Written request: Will you echo, word for word, the lines from the one containing "trace --target=rocky outcrop" through the last line, leaving the pictures out?
· · · · · · ·
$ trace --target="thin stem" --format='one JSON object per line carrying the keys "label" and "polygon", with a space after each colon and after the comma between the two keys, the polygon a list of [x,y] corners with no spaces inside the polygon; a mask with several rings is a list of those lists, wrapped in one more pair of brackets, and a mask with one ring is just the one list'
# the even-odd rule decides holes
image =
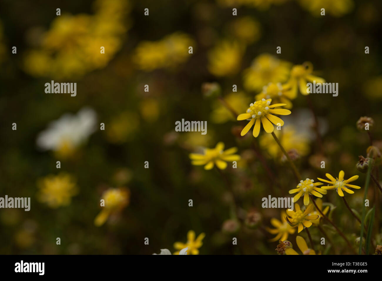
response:
{"label": "thin stem", "polygon": [[381,192],[382,192],[382,187],[381,187],[380,185],[379,184],[379,183],[378,182],[378,181],[376,179],[375,177],[371,173],[370,174],[370,176],[371,177],[371,178],[374,181],[374,182],[375,183],[375,184],[377,185],[377,186],[378,187],[378,188],[379,188],[380,191]]}
{"label": "thin stem", "polygon": [[277,142],[277,144],[278,145],[278,146],[280,147],[281,151],[283,152],[283,153],[284,153],[284,155],[285,156],[285,157],[289,161],[289,163],[290,164],[290,166],[292,167],[292,169],[293,169],[293,172],[295,173],[295,175],[296,176],[297,181],[300,180],[301,179],[302,179],[302,178],[301,177],[301,175],[300,175],[300,173],[298,172],[298,171],[297,170],[297,168],[296,167],[296,166],[295,165],[295,163],[293,162],[293,161],[292,161],[292,160],[290,159],[289,156],[288,155],[288,153],[286,153],[286,151],[285,151],[284,148],[283,147],[283,146],[282,145],[280,141],[278,140],[278,139],[277,138],[277,137],[276,136],[276,135],[275,135],[275,133],[273,132],[272,132],[272,136],[273,136],[273,138],[275,139],[275,140],[276,141],[276,142]]}
{"label": "thin stem", "polygon": [[343,239],[345,241],[346,241],[346,243],[348,244],[348,245],[349,246],[349,248],[353,250],[353,246],[351,245],[351,244],[350,244],[350,242],[349,242],[349,240],[348,240],[347,238],[346,238],[346,237],[343,234],[343,233],[340,230],[340,229],[338,229],[338,227],[337,227],[336,225],[335,224],[333,223],[333,222],[332,221],[329,219],[329,218],[327,216],[325,216],[325,215],[324,214],[324,213],[322,212],[321,210],[320,210],[319,208],[317,206],[317,204],[316,204],[316,201],[314,201],[314,198],[313,198],[313,196],[309,194],[309,197],[310,197],[311,199],[313,202],[313,203],[314,205],[314,206],[316,207],[316,210],[318,210],[318,211],[320,212],[320,213],[321,214],[321,215],[322,216],[322,217],[325,219],[326,219],[327,221],[329,221],[329,223],[330,223],[330,224],[332,224],[332,225],[333,227],[337,231],[337,232],[338,233],[338,234],[339,234],[340,235],[341,237],[343,238]]}
{"label": "thin stem", "polygon": [[333,246],[333,250],[334,251],[334,254],[335,255],[337,255],[337,251],[335,247],[334,247],[334,244],[332,241],[332,239],[330,239],[330,237],[329,237],[329,236],[326,234],[326,232],[325,232],[325,231],[324,230],[324,229],[322,228],[322,227],[319,224],[317,226],[317,227],[318,227],[318,229],[320,230],[320,231],[321,231],[322,233],[322,234],[324,234],[324,236],[325,237],[326,237],[326,239],[328,240],[328,241],[329,241],[329,243],[331,244],[332,246]]}
{"label": "thin stem", "polygon": [[237,114],[237,112],[236,112],[236,111],[235,109],[234,109],[231,106],[230,106],[229,104],[228,104],[227,103],[227,102],[225,101],[225,100],[222,97],[219,97],[218,98],[218,99],[219,99],[219,100],[220,101],[220,102],[222,103],[222,104],[223,104],[223,105],[224,106],[225,106],[227,109],[230,110],[230,112],[232,114],[232,116],[233,116],[233,118],[234,118],[236,119],[236,118],[238,116],[238,114]]}
{"label": "thin stem", "polygon": [[306,231],[306,233],[308,234],[308,237],[309,237],[309,240],[311,242],[311,249],[312,250],[314,251],[314,249],[313,244],[313,240],[312,240],[312,236],[311,236],[310,232],[309,232],[309,231],[308,230],[308,227],[305,227],[305,230]]}
{"label": "thin stem", "polygon": [[318,124],[318,118],[317,118],[317,115],[316,114],[316,112],[314,111],[314,109],[313,106],[313,104],[312,102],[312,100],[311,99],[311,97],[309,95],[307,96],[307,99],[308,101],[308,104],[309,105],[309,107],[310,107],[311,110],[312,110],[312,113],[313,114],[313,117],[314,118],[314,132],[316,132],[316,136],[317,138],[317,142],[318,143],[318,146],[320,148],[320,151],[321,152],[321,154],[324,155],[324,146],[322,145],[322,141],[321,139],[321,135],[320,135],[320,130],[319,130],[319,127]]}

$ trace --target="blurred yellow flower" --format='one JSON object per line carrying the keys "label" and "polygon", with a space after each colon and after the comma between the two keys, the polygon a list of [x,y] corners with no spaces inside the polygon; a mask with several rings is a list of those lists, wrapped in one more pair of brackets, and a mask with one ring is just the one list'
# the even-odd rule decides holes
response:
{"label": "blurred yellow flower", "polygon": [[298,88],[302,94],[305,96],[309,94],[306,86],[308,81],[313,83],[313,81],[316,81],[316,84],[325,83],[325,79],[312,75],[312,72],[313,65],[309,62],[306,62],[302,65],[294,65],[290,71],[289,80],[285,85],[289,88],[290,94],[296,97]]}
{"label": "blurred yellow flower", "polygon": [[[242,112],[247,109],[251,98],[243,92],[232,93],[224,97],[224,100],[236,112]],[[223,105],[219,100],[216,100],[212,105],[214,109],[211,114],[211,119],[215,123],[225,123],[235,120],[232,113]]]}
{"label": "blurred yellow flower", "polygon": [[[306,242],[305,242],[304,238],[301,236],[298,235],[296,237],[296,243],[298,247],[298,249],[302,252],[303,255],[316,254],[314,250],[308,248],[308,245],[306,244]],[[288,247],[286,248],[285,251],[286,255],[298,255],[298,253],[291,248]]]}
{"label": "blurred yellow flower", "polygon": [[287,85],[282,85],[280,83],[269,83],[264,86],[261,93],[256,95],[255,99],[258,101],[262,99],[272,99],[274,102],[285,104],[285,108],[290,109],[293,104],[291,99],[296,97],[296,93],[290,91]]}
{"label": "blurred yellow flower", "polygon": [[346,180],[344,180],[343,177],[345,175],[345,173],[343,171],[340,171],[338,174],[338,177],[335,179],[334,177],[330,174],[327,173],[325,174],[326,177],[328,178],[330,180],[324,180],[318,177],[317,179],[322,182],[327,182],[328,184],[333,185],[328,185],[327,186],[323,186],[321,187],[323,189],[334,189],[335,188],[337,191],[337,193],[340,196],[344,196],[343,192],[346,191],[350,194],[353,194],[354,192],[351,189],[349,189],[348,187],[350,188],[355,188],[356,189],[359,189],[360,187],[358,185],[354,185],[353,184],[349,184],[348,183],[354,182],[358,178],[358,175],[353,175],[353,177],[348,179]]}
{"label": "blurred yellow flower", "polygon": [[52,208],[69,205],[78,191],[74,178],[65,173],[39,179],[37,187],[37,200]]}
{"label": "blurred yellow flower", "polygon": [[147,122],[154,122],[159,115],[159,105],[158,101],[153,99],[147,99],[141,103],[141,114],[142,118]]}
{"label": "blurred yellow flower", "polygon": [[[253,135],[255,138],[257,138],[260,132],[260,124],[263,124],[263,127],[265,131],[268,133],[272,133],[274,129],[274,127],[272,123],[275,125],[283,126],[284,121],[277,116],[271,114],[280,115],[288,115],[290,114],[290,110],[284,109],[274,109],[278,106],[285,106],[285,104],[275,104],[270,105],[272,100],[269,99],[265,100],[263,99],[261,101],[255,101],[254,103],[249,104],[249,107],[247,109],[246,113],[240,114],[236,119],[238,120],[249,120],[249,122],[241,131],[240,134],[244,136],[252,128],[254,124],[253,127]],[[255,122],[255,121],[256,122]],[[271,123],[272,122],[272,123]]]}
{"label": "blurred yellow flower", "polygon": [[[281,145],[288,152],[291,149],[296,150],[300,156],[305,156],[309,152],[309,140],[304,135],[298,134],[292,125],[283,127],[281,130],[275,130],[275,135]],[[276,158],[282,155],[280,147],[275,142],[269,134],[263,134],[260,137],[259,143],[262,149],[267,151],[270,156]]]}
{"label": "blurred yellow flower", "polygon": [[217,76],[230,76],[240,69],[245,46],[227,40],[218,43],[208,54],[209,71]]}
{"label": "blurred yellow flower", "polygon": [[109,216],[119,212],[129,204],[130,191],[122,188],[109,188],[104,192],[101,199],[104,200],[104,205],[101,205],[102,211],[94,219],[94,225],[96,226],[102,225]]}
{"label": "blurred yellow flower", "polygon": [[309,227],[312,226],[312,223],[309,221],[314,221],[318,218],[318,216],[309,215],[309,214],[313,211],[313,205],[312,204],[308,205],[303,212],[300,209],[300,205],[295,204],[295,211],[290,209],[286,210],[286,214],[288,216],[286,217],[286,221],[292,226],[298,226],[298,232],[299,233],[304,229],[304,226]]}
{"label": "blurred yellow flower", "polygon": [[306,205],[309,204],[310,199],[309,195],[312,194],[318,197],[322,197],[322,194],[326,194],[328,192],[324,189],[317,187],[317,185],[324,184],[320,182],[313,182],[314,180],[307,179],[305,180],[301,180],[300,183],[297,185],[296,188],[289,190],[289,194],[293,194],[298,192],[293,198],[293,201],[297,202],[300,197],[304,195],[304,205]]}
{"label": "blurred yellow flower", "polygon": [[25,71],[35,76],[73,78],[105,67],[120,48],[129,5],[126,0],[97,0],[95,6],[94,15],[57,17],[39,47],[27,52]]}
{"label": "blurred yellow flower", "polygon": [[123,112],[113,118],[105,130],[107,140],[112,143],[120,144],[131,137],[139,126],[138,115],[134,112]]}
{"label": "blurred yellow flower", "polygon": [[276,228],[272,229],[266,227],[265,229],[270,233],[277,235],[274,238],[270,240],[270,242],[277,240],[284,241],[288,239],[289,234],[293,234],[296,232],[296,228],[290,225],[286,221],[285,219],[286,216],[286,213],[283,211],[281,212],[281,221],[274,218],[270,219],[270,224]]}
{"label": "blurred yellow flower", "polygon": [[239,155],[234,154],[238,151],[237,148],[232,147],[224,151],[224,144],[222,141],[218,143],[214,148],[206,148],[204,154],[191,153],[190,159],[191,164],[196,166],[204,165],[204,169],[210,170],[216,165],[220,170],[227,167],[227,162],[238,161],[240,159]]}
{"label": "blurred yellow flower", "polygon": [[[328,211],[329,211],[329,206],[327,206],[325,207],[325,208],[322,210],[322,200],[320,198],[317,198],[315,200],[316,203],[317,205],[317,206],[318,208],[321,210],[321,211],[324,214],[326,215]],[[311,204],[312,205],[314,205],[313,202],[311,202]],[[322,217],[322,216],[321,215],[321,213],[320,211],[317,210],[316,207],[314,207],[314,210],[312,211],[311,213],[309,213],[308,214],[309,216],[312,216],[313,215],[316,215],[318,216],[318,218],[317,219],[315,219],[314,221],[311,221],[311,222],[313,224],[313,225],[316,226],[317,226],[319,224],[320,224],[320,220]]]}
{"label": "blurred yellow flower", "polygon": [[350,12],[354,6],[353,0],[299,0],[301,6],[315,16],[321,16],[321,9],[325,9],[334,16],[342,16]]}
{"label": "blurred yellow flower", "polygon": [[241,42],[251,44],[260,37],[260,24],[252,17],[244,16],[231,23],[228,29],[233,35]]}
{"label": "blurred yellow flower", "polygon": [[[202,240],[204,238],[206,234],[204,233],[201,233],[196,239],[195,231],[190,230],[187,233],[187,242],[186,243],[181,242],[175,242],[174,243],[174,248],[176,250],[182,250],[187,248],[187,255],[198,255],[199,248],[202,247],[203,242]],[[179,255],[179,252],[176,252],[174,255]]]}
{"label": "blurred yellow flower", "polygon": [[256,57],[243,72],[244,87],[259,91],[268,83],[283,83],[288,79],[291,63],[267,54]]}
{"label": "blurred yellow flower", "polygon": [[157,68],[173,68],[186,62],[195,51],[195,43],[188,34],[176,32],[156,41],[140,42],[135,48],[133,60],[139,69],[151,71]]}

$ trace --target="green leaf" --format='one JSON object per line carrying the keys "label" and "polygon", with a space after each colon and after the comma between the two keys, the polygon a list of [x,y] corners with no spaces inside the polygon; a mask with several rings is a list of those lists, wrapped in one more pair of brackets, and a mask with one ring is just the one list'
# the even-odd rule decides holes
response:
{"label": "green leaf", "polygon": [[358,254],[362,254],[362,240],[363,239],[363,227],[365,225],[365,213],[366,211],[366,206],[365,206],[365,200],[366,200],[366,197],[367,195],[367,190],[369,189],[369,184],[370,182],[370,173],[371,172],[371,166],[369,165],[367,168],[367,172],[366,174],[366,181],[365,182],[365,191],[364,192],[363,195],[363,203],[362,207],[362,218],[361,220],[361,240],[359,241],[359,249],[358,251]]}
{"label": "green leaf", "polygon": [[[371,209],[371,216],[370,218],[370,222],[367,228],[367,236],[366,237],[366,253],[369,255],[370,250],[370,244],[371,242],[371,232],[373,230],[373,224],[374,223],[374,214],[376,212],[375,207],[373,207]],[[370,212],[369,212],[370,213]]]}

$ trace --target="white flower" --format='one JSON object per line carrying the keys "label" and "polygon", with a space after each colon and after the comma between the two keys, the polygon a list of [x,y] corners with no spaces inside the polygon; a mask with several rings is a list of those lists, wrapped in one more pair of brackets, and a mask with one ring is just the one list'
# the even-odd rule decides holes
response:
{"label": "white flower", "polygon": [[74,147],[84,142],[96,130],[97,114],[88,107],[77,115],[66,113],[51,122],[37,136],[37,146],[43,150],[58,150],[64,142]]}
{"label": "white flower", "polygon": [[[187,255],[187,249],[188,249],[188,247],[186,247],[184,249],[182,249],[180,250],[179,252],[179,255]],[[153,253],[153,255],[171,255],[171,252],[170,252],[168,249],[160,249],[160,254],[156,254],[155,253]]]}

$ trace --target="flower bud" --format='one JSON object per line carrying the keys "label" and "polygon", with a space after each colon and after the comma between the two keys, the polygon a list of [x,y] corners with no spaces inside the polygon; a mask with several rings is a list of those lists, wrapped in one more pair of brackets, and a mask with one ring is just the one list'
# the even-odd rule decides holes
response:
{"label": "flower bud", "polygon": [[216,97],[220,96],[222,89],[217,82],[205,82],[202,84],[202,93],[206,97]]}
{"label": "flower bud", "polygon": [[359,160],[356,165],[357,169],[361,173],[366,172],[369,165],[372,164],[372,160],[369,158],[366,158],[362,155],[360,155],[358,158]]}
{"label": "flower bud", "polygon": [[369,128],[371,129],[374,125],[374,120],[372,118],[367,116],[361,117],[357,121],[357,128],[360,131],[364,130],[366,123],[369,124]]}

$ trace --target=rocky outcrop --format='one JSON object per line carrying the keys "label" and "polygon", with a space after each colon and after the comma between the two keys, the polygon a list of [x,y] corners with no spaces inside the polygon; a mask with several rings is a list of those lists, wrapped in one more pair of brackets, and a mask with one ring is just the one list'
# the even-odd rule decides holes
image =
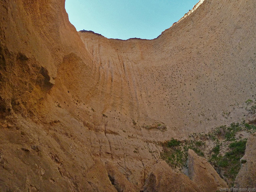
· · · · · · ·
Solved problem:
$ trace --target=rocky outcrop --format='one JSON object per line carrying the keys "label" and "polygon", with a space after each colon and after the comma between the two keys, the polygon a list of [x,y] corners with no spaces inside the polygon; a mask with several rings is a list of those lists, wrapped in one more pair of brackets, and a mask with one ring is just the one list'
# the even-odd rule decides holes
image =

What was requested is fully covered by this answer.